* _DIRECTIONS FOR THIS TASK_
Every line of the records below should be restated exactly.

* _EXERCISE INPUT_
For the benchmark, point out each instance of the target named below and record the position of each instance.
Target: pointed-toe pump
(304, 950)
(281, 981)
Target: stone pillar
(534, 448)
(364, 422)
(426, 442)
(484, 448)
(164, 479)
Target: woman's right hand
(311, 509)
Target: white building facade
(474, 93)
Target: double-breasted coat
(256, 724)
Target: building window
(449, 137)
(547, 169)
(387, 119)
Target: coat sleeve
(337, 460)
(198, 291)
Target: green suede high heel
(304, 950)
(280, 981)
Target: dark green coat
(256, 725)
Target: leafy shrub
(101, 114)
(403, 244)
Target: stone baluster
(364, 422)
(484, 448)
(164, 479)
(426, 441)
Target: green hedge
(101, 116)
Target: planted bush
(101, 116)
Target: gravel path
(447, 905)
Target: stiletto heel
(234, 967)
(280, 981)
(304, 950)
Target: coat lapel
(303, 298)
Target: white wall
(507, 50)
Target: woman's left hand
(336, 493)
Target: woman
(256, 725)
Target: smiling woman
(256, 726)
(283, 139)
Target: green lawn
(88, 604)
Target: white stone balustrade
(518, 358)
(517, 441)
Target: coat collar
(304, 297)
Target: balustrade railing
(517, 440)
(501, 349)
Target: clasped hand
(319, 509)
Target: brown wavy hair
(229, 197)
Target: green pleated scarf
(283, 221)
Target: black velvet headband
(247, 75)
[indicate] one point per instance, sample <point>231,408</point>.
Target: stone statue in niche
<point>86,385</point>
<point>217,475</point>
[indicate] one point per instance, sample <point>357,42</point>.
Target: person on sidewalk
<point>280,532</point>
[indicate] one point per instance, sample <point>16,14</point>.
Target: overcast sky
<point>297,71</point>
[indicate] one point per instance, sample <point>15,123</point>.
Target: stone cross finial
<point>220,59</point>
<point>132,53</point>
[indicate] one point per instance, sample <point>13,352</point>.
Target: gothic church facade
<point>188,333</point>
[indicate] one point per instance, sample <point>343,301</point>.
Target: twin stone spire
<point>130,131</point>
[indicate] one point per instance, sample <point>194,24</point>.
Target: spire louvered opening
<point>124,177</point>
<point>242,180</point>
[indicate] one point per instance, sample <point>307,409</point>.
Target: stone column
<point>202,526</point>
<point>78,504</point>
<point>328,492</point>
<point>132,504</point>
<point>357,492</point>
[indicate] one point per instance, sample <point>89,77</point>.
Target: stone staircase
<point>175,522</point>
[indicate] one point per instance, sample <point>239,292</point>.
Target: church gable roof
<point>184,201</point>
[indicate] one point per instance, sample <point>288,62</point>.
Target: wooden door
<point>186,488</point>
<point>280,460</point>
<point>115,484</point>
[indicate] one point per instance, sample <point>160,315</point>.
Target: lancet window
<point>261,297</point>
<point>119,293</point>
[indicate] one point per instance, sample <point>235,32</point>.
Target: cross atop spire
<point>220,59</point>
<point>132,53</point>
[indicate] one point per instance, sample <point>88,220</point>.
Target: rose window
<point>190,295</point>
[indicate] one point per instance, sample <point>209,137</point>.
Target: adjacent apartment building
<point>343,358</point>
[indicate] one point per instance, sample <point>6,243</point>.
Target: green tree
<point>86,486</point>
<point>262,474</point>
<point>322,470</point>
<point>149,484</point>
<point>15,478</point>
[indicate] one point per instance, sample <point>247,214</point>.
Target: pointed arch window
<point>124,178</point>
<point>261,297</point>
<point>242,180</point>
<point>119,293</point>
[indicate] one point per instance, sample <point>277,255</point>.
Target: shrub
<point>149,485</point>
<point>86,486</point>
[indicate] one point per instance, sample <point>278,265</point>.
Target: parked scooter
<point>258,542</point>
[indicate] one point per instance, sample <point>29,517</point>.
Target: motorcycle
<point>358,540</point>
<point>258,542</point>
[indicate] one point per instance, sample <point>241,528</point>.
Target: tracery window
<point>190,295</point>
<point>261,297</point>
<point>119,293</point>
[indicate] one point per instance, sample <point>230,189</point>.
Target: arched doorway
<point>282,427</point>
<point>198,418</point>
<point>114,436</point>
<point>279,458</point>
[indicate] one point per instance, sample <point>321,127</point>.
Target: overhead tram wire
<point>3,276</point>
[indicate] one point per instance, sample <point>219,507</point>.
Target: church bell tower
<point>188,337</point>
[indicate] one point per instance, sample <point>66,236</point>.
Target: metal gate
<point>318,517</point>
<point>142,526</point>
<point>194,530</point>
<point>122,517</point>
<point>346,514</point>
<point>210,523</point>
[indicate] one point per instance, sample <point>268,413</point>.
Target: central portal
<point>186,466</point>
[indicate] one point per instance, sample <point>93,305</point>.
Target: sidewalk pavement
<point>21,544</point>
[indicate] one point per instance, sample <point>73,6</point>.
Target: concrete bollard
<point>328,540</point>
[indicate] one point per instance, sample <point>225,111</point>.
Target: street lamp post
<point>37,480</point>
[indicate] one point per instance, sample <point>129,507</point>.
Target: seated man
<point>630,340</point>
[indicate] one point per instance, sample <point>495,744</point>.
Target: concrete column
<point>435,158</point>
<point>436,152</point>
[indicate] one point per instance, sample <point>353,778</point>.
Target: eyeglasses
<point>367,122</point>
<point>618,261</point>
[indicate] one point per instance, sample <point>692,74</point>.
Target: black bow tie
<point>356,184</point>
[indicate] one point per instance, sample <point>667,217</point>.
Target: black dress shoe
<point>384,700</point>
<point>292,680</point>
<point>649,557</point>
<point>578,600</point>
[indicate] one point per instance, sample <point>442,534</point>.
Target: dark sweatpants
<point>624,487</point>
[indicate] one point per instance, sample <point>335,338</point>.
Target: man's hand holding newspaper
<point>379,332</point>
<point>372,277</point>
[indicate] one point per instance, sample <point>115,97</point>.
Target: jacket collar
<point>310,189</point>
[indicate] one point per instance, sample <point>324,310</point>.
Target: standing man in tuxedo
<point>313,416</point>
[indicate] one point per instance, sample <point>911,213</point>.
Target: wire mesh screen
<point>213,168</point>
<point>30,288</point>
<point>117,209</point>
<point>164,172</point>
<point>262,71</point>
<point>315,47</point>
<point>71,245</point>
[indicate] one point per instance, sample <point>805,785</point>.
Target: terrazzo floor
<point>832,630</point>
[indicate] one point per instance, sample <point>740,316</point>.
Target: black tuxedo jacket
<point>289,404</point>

* _CORRECT RESULT_
For the benchmark, point out each instance of the target named below and record the position of each instance.
Target: pointed-toe pump
(304, 950)
(281, 981)
Target: stone pillar
(534, 448)
(364, 422)
(426, 442)
(484, 448)
(164, 479)
Target: woman's right hand
(311, 509)
Target: white building facade
(474, 93)
Target: double-breasted coat
(256, 724)
Target: building window
(449, 137)
(547, 169)
(387, 119)
Target: coat sleeve
(337, 460)
(198, 291)
Target: green suede high heel
(304, 950)
(280, 981)
Target: dark green coat
(256, 725)
Target: leafy shrub
(101, 114)
(403, 244)
Target: stone baluster
(364, 422)
(484, 448)
(164, 479)
(426, 441)
Target: green hedge
(101, 116)
Target: planted bush
(101, 116)
Target: gravel path
(447, 905)
Target: stiletto heel
(234, 967)
(280, 981)
(304, 950)
Target: coat lapel
(303, 298)
Target: white wall
(507, 50)
Target: woman's left hand
(336, 493)
Target: woman
(256, 725)
Target: smiling woman
(256, 726)
(283, 139)
Target: green lawn
(88, 604)
Target: white stone balustrade
(518, 358)
(517, 441)
Target: coat collar
(304, 297)
Target: balustrade railing
(517, 440)
(501, 349)
Target: clasped hand
(319, 509)
Target: brown wavy hair
(229, 197)
Target: green pleated scarf
(283, 221)
Target: black velvet headband
(247, 75)
[indicate] one point per instance, sample <point>231,408</point>.
Target: stone statue in niche
<point>86,385</point>
<point>217,475</point>
[indicate] one point per instance, sample <point>357,42</point>.
Target: person on sidewalk
<point>280,532</point>
[indicate] one point per instance, sample <point>16,14</point>.
Target: overcast sky
<point>297,71</point>
[indicate] one point per instance, sample <point>15,123</point>.
Target: stone cross finial
<point>220,59</point>
<point>132,53</point>
[indicate] one point per instance, sample <point>13,352</point>.
Target: gothic church facade
<point>188,333</point>
[indicate] one point per instance, sample <point>343,301</point>.
Target: twin stone spire
<point>130,131</point>
[indicate] one point per instance, sample <point>194,24</point>.
Target: spire louvered opening
<point>124,177</point>
<point>242,180</point>
[indicate] one point per instance, sample <point>307,409</point>.
Target: stone column
<point>202,526</point>
<point>78,504</point>
<point>328,492</point>
<point>132,504</point>
<point>357,492</point>
[indicate] one point per instance, sample <point>89,77</point>.
Target: stone staircase
<point>175,522</point>
[indicate] one point per instance, sample <point>239,292</point>.
Target: church gable roof
<point>184,201</point>
[indicate] one point per instance, sample <point>288,62</point>.
Target: wooden door
<point>186,488</point>
<point>280,460</point>
<point>115,484</point>
[indicate] one point per instance, sample <point>160,315</point>.
Target: lancet window
<point>261,297</point>
<point>119,293</point>
[indicate] one point per instance, sample <point>235,32</point>.
Target: cross atop spire
<point>220,59</point>
<point>132,53</point>
[indicate] one point per instance, sample <point>88,220</point>.
Target: rose window
<point>190,295</point>
[indicate] one point per instance, sample <point>209,137</point>.
Target: adjacent apartment building
<point>343,358</point>
[indicate] one point per instance, sample <point>6,243</point>.
Target: green tree
<point>86,486</point>
<point>262,474</point>
<point>322,470</point>
<point>149,484</point>
<point>15,478</point>
[indicate] one point per instance, sample <point>247,214</point>.
Target: pointed arch window
<point>124,178</point>
<point>261,297</point>
<point>242,180</point>
<point>119,293</point>
[indicate] one point per instance, sample <point>277,255</point>.
Target: shrub
<point>149,485</point>
<point>86,486</point>
[indicate] one point per instance, sample <point>278,265</point>.
Target: parked scooter
<point>258,542</point>
[indicate] one point per instance, sample <point>29,517</point>.
Target: motorcycle
<point>358,540</point>
<point>258,542</point>
[indicate] one point per instance, sample <point>241,528</point>.
Target: tracery window
<point>190,295</point>
<point>261,297</point>
<point>119,293</point>
[indicate] one point per instance, sample <point>230,189</point>.
Target: arched doorway
<point>282,427</point>
<point>198,418</point>
<point>114,436</point>
<point>279,458</point>
[indicate] one point per instance, sample <point>321,127</point>.
Target: overhead tram wire
<point>3,276</point>
[indicate] one point per instance, sample <point>219,507</point>.
Target: church bell tower
<point>188,337</point>
[indicate] one point per instance, sample <point>66,236</point>.
Target: metal gate
<point>318,517</point>
<point>142,526</point>
<point>194,530</point>
<point>122,517</point>
<point>346,514</point>
<point>210,523</point>
[indicate] one point per instance, sample <point>268,413</point>.
Target: central portal
<point>186,466</point>
[indicate] one point per instance, sample <point>93,305</point>.
Target: sidewalk pavement
<point>21,544</point>
[indicate] one point per instance, sample <point>73,6</point>.
Target: concrete bollard
<point>328,540</point>
[indicate] one point per instance, sample <point>225,111</point>.
Target: street lamp post
<point>37,480</point>
[indicate] one point per instance, sample <point>129,507</point>.
Target: seated man
<point>630,340</point>
[indicate] one point per instance, sample <point>495,744</point>.
Target: concrete column
<point>435,158</point>
<point>436,152</point>
[indicate] one point per instance, sample <point>353,778</point>.
Target: eyeglasses
<point>367,122</point>
<point>618,261</point>
[indicate] one point per instance, sample <point>692,74</point>.
Target: black bow tie
<point>356,184</point>
[indicate] one point per instance, sample <point>667,217</point>.
Target: black dress shoe
<point>384,700</point>
<point>292,680</point>
<point>649,557</point>
<point>578,600</point>
[indicate] one point per instance, sample <point>442,534</point>.
Target: dark sweatpants
<point>624,487</point>
[indicate] one point per instance, sample <point>335,338</point>.
Target: man's hand holding newspaper
<point>379,332</point>
<point>372,277</point>
[indicate] one point per instance, sample <point>115,97</point>.
Target: jacket collar
<point>310,189</point>
[indicate] one point per instance, sample <point>324,310</point>.
Target: standing man in tuxedo
<point>313,416</point>
[indicate] one point per instance, sample <point>911,213</point>.
Target: wire mesh screen
<point>213,168</point>
<point>30,288</point>
<point>117,209</point>
<point>164,172</point>
<point>262,71</point>
<point>315,47</point>
<point>71,245</point>
[indicate] one point per instance, sample <point>805,785</point>.
Target: terrazzo floor
<point>832,630</point>
[indicate] one point per instance, sample <point>740,316</point>.
Target: black tuxedo jacket
<point>289,404</point>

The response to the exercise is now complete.